→ PROBLEM: Reproduce exactly the lines below, starting with the line that contains "Query: horse's front leg" and ending with the last line of the records, both included, and nothing else.

→ SUPPLIED DATA:
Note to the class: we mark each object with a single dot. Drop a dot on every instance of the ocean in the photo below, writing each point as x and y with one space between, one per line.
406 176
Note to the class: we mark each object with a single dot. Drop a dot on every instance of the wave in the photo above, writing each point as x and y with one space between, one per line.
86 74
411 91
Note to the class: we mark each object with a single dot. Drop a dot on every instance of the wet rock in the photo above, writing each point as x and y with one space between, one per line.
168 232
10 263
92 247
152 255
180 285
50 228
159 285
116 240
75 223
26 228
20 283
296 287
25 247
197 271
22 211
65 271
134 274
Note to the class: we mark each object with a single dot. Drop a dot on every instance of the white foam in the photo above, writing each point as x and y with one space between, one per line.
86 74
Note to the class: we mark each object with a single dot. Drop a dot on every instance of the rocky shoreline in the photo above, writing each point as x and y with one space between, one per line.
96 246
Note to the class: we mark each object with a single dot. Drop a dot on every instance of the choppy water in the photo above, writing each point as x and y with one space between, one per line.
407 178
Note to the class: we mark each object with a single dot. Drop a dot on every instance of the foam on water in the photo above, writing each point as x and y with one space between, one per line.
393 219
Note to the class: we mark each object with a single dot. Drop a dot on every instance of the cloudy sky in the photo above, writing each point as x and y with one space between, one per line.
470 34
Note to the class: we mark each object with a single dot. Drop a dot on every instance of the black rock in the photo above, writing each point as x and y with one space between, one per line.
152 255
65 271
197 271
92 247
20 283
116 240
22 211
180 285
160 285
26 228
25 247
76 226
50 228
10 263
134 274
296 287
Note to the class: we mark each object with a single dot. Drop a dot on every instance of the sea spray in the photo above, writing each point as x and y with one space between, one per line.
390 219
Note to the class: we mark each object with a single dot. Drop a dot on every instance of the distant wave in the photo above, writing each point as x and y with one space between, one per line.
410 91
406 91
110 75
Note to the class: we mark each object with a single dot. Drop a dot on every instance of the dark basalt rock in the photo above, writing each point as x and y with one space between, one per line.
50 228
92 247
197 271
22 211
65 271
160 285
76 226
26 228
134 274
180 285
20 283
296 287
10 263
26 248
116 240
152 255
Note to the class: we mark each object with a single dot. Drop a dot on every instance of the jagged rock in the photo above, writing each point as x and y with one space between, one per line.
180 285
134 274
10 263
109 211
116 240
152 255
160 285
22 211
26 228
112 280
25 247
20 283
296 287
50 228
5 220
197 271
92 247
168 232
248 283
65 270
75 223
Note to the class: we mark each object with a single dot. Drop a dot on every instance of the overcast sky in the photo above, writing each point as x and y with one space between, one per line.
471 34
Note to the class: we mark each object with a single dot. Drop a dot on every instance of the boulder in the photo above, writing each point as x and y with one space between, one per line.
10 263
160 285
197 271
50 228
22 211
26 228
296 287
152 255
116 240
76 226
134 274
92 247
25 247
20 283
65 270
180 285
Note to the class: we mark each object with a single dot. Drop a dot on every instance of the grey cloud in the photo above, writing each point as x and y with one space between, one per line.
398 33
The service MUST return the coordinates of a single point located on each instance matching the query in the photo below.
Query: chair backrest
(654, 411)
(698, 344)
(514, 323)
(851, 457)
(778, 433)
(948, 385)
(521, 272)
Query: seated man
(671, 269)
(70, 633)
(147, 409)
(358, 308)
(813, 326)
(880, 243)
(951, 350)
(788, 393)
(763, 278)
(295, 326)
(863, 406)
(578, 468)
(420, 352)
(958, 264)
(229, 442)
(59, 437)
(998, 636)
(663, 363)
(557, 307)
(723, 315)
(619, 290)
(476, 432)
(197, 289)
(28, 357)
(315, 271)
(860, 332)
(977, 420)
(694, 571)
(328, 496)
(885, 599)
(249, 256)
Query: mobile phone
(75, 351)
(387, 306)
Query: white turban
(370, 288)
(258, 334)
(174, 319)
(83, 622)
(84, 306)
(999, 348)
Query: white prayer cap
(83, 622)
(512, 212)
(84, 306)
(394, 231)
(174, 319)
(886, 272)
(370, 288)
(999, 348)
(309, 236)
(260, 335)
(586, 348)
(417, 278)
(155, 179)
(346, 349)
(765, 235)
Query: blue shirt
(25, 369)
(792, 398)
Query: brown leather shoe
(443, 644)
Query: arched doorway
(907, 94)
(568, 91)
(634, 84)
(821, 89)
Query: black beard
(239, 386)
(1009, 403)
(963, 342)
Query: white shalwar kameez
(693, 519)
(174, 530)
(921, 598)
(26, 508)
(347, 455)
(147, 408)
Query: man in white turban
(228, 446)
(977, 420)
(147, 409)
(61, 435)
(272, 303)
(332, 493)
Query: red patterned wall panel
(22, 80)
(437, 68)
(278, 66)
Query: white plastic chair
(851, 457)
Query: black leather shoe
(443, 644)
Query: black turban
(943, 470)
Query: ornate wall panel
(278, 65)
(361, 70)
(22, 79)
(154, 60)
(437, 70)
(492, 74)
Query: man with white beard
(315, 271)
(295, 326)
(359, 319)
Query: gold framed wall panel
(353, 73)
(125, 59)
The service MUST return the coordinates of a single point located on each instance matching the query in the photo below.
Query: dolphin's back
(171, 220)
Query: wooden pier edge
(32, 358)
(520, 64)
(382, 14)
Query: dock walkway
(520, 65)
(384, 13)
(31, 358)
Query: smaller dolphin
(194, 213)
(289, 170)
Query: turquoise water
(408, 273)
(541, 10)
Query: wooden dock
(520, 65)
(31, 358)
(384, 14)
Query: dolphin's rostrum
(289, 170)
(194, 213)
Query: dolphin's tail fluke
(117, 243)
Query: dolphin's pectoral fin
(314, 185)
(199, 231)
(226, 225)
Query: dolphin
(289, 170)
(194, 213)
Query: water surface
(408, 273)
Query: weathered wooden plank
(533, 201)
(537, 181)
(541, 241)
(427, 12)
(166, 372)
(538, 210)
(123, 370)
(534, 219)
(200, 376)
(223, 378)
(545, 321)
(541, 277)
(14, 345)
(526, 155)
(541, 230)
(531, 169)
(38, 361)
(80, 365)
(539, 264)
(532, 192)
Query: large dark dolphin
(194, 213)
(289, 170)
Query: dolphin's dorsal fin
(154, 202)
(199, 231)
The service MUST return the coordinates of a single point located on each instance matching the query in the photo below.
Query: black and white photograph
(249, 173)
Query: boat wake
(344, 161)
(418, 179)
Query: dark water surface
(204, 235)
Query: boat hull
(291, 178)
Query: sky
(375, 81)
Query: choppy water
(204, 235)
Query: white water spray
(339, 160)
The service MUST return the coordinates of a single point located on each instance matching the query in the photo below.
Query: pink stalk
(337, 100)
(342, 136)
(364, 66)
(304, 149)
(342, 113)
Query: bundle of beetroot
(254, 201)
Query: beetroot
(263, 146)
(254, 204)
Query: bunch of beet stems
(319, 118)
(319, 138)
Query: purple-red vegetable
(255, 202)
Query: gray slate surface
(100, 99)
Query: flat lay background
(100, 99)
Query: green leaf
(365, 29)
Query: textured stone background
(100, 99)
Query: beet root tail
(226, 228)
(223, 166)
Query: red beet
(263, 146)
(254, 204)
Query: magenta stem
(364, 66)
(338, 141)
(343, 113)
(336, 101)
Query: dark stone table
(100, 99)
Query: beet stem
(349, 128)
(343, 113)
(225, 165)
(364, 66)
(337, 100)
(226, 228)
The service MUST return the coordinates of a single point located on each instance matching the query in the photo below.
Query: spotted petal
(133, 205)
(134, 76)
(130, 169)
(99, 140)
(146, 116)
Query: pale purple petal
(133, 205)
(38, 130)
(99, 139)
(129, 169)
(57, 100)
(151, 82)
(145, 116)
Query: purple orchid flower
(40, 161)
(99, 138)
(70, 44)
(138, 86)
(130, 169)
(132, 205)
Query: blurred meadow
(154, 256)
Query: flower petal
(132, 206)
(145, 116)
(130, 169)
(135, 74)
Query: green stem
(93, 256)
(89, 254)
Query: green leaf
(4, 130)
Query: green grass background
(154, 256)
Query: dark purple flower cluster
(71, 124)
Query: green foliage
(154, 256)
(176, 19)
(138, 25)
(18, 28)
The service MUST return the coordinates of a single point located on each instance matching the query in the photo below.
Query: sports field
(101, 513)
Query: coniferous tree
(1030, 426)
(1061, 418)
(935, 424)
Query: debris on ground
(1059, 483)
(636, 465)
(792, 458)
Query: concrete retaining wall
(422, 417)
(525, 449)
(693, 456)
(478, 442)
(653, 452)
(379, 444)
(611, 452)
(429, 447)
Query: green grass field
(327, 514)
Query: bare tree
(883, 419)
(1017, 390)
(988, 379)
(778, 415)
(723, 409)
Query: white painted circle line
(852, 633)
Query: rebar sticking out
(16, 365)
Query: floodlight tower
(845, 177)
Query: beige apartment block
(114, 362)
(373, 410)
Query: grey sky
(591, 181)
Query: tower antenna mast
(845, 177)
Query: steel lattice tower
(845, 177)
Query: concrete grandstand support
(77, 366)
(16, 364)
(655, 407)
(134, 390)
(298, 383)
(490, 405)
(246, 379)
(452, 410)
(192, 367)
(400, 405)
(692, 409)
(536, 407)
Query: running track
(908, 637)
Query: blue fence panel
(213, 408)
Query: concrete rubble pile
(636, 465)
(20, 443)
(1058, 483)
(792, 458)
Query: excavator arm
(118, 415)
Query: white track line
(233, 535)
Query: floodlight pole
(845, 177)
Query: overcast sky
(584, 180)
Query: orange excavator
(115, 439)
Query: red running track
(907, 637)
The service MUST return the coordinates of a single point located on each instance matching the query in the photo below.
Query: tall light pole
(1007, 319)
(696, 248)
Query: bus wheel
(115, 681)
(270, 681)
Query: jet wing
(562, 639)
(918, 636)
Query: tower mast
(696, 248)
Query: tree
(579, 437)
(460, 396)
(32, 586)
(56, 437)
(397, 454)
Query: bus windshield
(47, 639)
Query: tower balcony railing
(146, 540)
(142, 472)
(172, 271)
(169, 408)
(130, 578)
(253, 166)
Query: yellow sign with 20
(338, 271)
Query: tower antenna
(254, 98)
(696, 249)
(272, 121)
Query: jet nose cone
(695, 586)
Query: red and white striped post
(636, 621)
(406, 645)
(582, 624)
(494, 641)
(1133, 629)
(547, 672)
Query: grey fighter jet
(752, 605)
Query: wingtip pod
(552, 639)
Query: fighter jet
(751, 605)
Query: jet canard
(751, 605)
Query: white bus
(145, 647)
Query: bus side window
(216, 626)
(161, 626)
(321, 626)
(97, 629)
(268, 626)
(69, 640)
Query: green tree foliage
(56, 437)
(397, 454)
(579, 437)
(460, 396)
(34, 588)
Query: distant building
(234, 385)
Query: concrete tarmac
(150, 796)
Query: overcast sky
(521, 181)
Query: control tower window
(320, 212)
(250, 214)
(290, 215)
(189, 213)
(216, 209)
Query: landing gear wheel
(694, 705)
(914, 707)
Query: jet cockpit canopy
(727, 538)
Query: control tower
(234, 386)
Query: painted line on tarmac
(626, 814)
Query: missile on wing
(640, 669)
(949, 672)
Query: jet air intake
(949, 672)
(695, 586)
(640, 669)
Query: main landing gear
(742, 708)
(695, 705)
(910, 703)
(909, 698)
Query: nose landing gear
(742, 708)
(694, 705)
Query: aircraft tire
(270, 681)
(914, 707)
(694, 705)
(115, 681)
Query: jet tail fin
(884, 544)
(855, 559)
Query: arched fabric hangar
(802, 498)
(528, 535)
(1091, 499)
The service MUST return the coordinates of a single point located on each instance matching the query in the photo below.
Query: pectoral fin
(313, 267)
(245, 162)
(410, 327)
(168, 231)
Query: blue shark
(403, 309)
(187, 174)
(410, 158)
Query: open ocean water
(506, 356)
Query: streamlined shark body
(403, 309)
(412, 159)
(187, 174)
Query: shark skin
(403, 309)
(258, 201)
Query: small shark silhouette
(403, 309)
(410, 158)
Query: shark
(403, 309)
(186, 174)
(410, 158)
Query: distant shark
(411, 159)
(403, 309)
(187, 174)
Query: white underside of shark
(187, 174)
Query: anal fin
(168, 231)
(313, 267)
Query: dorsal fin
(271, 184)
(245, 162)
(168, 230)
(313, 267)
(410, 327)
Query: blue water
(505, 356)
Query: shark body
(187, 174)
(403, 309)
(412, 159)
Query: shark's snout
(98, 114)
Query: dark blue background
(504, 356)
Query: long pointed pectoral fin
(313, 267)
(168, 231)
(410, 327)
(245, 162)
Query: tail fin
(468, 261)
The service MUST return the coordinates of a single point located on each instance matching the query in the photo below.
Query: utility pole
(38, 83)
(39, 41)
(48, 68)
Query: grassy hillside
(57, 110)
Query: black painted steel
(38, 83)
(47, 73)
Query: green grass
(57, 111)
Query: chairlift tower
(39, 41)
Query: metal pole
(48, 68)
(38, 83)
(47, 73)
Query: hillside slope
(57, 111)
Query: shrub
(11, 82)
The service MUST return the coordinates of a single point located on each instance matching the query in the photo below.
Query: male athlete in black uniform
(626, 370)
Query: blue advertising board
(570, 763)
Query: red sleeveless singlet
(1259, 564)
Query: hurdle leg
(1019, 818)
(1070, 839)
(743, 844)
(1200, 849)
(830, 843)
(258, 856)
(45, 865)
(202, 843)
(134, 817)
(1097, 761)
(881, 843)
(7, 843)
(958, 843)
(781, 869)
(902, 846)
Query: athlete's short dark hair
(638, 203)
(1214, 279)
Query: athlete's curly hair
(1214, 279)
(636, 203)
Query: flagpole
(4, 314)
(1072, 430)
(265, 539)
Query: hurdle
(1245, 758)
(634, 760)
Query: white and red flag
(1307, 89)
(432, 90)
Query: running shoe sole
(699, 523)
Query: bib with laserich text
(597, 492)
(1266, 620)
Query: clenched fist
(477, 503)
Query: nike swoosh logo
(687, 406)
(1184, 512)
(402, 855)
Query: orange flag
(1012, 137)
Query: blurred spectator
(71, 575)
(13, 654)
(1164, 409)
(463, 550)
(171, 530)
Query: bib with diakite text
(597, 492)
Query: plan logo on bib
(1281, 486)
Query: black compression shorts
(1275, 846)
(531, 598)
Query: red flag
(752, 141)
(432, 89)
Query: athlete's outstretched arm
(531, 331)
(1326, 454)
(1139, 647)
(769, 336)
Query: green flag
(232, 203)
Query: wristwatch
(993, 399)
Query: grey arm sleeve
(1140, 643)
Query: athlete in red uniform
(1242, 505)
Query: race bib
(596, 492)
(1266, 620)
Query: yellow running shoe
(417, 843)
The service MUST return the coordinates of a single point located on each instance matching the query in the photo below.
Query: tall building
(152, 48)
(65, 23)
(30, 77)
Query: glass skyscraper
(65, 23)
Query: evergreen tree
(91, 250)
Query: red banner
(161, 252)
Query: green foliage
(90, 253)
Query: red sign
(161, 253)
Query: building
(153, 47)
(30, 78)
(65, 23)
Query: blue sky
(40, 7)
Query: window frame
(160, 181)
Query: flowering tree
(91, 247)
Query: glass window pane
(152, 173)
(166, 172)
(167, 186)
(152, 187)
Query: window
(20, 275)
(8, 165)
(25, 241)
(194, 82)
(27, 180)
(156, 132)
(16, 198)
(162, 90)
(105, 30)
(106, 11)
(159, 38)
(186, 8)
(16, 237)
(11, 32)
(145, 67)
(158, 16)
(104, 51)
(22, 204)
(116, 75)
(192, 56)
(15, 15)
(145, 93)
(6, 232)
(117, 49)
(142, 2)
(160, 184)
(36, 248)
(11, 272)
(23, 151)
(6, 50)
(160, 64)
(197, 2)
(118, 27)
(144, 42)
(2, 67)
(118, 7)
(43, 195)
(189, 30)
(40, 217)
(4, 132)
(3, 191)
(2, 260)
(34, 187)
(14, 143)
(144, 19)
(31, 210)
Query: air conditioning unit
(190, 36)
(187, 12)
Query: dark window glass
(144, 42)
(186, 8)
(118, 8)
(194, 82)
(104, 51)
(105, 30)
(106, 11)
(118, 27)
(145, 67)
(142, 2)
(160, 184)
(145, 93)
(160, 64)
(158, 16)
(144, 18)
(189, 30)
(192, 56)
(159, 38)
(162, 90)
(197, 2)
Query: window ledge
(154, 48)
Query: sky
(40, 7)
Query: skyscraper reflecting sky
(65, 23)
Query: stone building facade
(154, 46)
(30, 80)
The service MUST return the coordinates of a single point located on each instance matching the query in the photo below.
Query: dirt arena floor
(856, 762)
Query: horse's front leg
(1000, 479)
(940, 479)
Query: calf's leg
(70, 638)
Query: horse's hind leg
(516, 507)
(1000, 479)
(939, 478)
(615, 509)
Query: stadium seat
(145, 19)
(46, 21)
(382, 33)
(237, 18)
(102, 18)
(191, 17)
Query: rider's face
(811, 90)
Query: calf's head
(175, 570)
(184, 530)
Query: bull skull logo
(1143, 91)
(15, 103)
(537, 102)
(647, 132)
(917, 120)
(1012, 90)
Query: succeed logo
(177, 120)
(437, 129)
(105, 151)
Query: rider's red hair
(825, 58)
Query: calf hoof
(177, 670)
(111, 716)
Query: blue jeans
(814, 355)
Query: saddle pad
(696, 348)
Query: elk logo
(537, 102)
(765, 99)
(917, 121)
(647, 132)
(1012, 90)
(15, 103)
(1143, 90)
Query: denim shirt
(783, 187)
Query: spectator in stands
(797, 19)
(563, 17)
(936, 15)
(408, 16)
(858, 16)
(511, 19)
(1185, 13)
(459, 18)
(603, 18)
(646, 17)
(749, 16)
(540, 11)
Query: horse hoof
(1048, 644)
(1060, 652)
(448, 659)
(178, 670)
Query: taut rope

→ SOLUTION TO THIS EXERCISE:
Query: horse's front leg
(1000, 479)
(940, 479)
Query: calf's leg
(70, 638)
Query: horse's hind leg
(516, 507)
(1000, 479)
(939, 478)
(615, 509)
Query: stadium seat
(145, 19)
(46, 21)
(382, 33)
(237, 18)
(102, 18)
(191, 17)
Query: rider's face
(811, 90)
Query: calf's head
(175, 570)
(184, 530)
Query: bull skull logo
(1143, 91)
(15, 103)
(537, 102)
(647, 132)
(917, 120)
(1012, 90)
Query: succeed logo
(177, 120)
(437, 129)
(105, 151)
Query: rider's red hair
(825, 58)
Query: calf hoof
(177, 670)
(111, 716)
Query: blue jeans
(814, 355)
Query: saddle pad
(696, 348)
Query: elk logo
(537, 102)
(765, 99)
(917, 121)
(647, 132)
(1012, 90)
(15, 103)
(1143, 90)
Query: denim shirt
(783, 187)
Query: spectator in stands
(797, 19)
(563, 17)
(936, 15)
(408, 16)
(858, 16)
(511, 19)
(1185, 13)
(459, 18)
(603, 18)
(646, 17)
(749, 16)
(540, 11)
Query: horse hoof
(1048, 644)
(1060, 652)
(448, 659)
(178, 670)
Query: taut rope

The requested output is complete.